With the vaporizing glass ion trap in hand, IonQ continued with a demonstration of their new quantum computing scheme, which Chapman calls the industry's first "reconfigurable multicore quantum architecture", or RMQA. But don't look for too much parallel between field-programmable gate arrays and multicore CPUs.
In this demonstration, IonQ works like this: The trap holds four separate chains of 16 ions in a line. Each chain can be moved into position to be manipulated by the laser, changing its quantum state or entangling groups of ions so that their quantum states are linked.
"Each chain, by itself, is a quantum computer", Chapman said. In addition, the two chains can be joined together to form a core that allows the qubits to be entangled throughout the chain (the reconfiguration part) until finally all the qubits can be connected to perform large and complex quantum operations.
It's not perfect, of course. Of the 16 ions, the technology yields 12 qubits, Chapman explains. The other four are "coolant" ions that correct imperfections during ion transport.

Jobs:
(a) In the IonQ quantum computing text, how many qubits does each chain of 16 ions yield?
(b) Reproduce the part of the IonQ quantum computing text from "In this demonstration, IonQ" up to and including "during ion transport.".
(c) Write the next part of the IonQ quantum computing text, picking up after its final sentence.

Information given:
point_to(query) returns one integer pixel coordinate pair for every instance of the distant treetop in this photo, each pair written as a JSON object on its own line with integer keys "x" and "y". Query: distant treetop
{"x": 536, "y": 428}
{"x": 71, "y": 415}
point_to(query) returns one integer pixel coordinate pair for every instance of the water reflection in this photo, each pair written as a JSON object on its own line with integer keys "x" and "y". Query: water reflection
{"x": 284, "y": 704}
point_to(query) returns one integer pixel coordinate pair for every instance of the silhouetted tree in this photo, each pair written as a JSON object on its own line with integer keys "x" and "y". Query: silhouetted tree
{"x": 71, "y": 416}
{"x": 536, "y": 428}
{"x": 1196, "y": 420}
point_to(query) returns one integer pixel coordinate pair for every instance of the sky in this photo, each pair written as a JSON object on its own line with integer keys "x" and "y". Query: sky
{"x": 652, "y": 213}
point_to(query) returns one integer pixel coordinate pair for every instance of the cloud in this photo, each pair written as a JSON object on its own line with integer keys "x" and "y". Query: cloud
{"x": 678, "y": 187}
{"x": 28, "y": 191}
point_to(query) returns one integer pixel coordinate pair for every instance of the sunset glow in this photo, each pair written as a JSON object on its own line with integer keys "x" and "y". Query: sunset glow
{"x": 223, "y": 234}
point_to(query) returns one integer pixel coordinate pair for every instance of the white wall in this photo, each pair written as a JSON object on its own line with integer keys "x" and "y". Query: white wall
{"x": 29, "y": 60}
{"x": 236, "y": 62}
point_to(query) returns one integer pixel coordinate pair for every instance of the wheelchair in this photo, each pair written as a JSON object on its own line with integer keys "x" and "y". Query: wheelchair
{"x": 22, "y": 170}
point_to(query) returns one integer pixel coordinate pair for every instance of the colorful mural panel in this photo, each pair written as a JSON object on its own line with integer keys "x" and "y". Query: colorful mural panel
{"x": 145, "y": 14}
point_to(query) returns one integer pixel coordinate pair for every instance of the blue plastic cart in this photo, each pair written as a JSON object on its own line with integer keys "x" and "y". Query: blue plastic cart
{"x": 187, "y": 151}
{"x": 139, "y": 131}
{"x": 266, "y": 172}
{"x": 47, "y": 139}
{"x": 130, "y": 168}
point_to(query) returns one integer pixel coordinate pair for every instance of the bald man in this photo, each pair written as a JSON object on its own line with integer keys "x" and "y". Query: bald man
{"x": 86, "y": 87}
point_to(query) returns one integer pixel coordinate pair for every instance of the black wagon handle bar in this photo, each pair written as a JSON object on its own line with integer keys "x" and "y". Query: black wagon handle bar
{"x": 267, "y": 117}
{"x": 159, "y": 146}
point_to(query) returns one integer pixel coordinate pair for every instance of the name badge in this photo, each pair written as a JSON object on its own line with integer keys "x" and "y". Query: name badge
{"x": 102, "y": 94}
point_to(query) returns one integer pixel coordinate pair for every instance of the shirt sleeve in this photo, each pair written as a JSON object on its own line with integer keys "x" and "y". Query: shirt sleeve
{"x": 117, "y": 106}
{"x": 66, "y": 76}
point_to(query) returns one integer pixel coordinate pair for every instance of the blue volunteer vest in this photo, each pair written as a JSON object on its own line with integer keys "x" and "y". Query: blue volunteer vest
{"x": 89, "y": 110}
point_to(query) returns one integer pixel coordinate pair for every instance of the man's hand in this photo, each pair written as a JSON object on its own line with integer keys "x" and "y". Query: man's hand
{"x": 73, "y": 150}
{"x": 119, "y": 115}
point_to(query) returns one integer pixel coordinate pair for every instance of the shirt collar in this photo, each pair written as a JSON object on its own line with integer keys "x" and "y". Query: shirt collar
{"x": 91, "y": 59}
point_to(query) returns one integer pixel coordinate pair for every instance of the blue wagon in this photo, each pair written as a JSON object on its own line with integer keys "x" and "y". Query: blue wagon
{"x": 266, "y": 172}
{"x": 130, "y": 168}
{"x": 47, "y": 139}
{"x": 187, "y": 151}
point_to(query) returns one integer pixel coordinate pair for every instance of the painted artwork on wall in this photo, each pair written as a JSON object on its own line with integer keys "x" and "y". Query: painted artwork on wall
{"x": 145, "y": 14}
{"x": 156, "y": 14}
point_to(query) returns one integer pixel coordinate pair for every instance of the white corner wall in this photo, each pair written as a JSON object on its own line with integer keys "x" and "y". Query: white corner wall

Results by task:
(a) 12 qubits

(b)
In this demonstration, IonQ works like this: The trap holds four separate chains of 16 ions in a line. Each chain can be moved into position to be manipulated by the laser, changing its quantum state or entangling groups of ions so that their quantum states are linked.
"Each chain, by itself, is a quantum computer", Chapman said. In addition, the two chains can be joined together to form a core that allows the qubits to be entangled throughout the chain (the reconfiguration part) until finally all the qubits can be connected to perform large and complex quantum operations.
It's not perfect, of course. Of the 16 ions, the technology yields 12 qubits, Chapman explains. The other four are "coolant" ions that correct imperfections during ion transport.

(c)
So the latest demonstration of IonQ yields 48 qubits. But it's easily expanded by extending the trap. And, because this is quantum computing, a little expansion goes a long way, adding substantially more capability with each added qubit.
"The architecture allows you to easily expand to hundreds of qubits on a single chip", said Chapman.
The next big leap will come from photonic interconnects that IonQ is developing to connect qubits on one chip to another. "Once you do the attachment, distance doesn't matter anymore", says Chapman. "Whether it's multiple chains on a chip or chip to chip, everything acts as if it's one big quantum computer".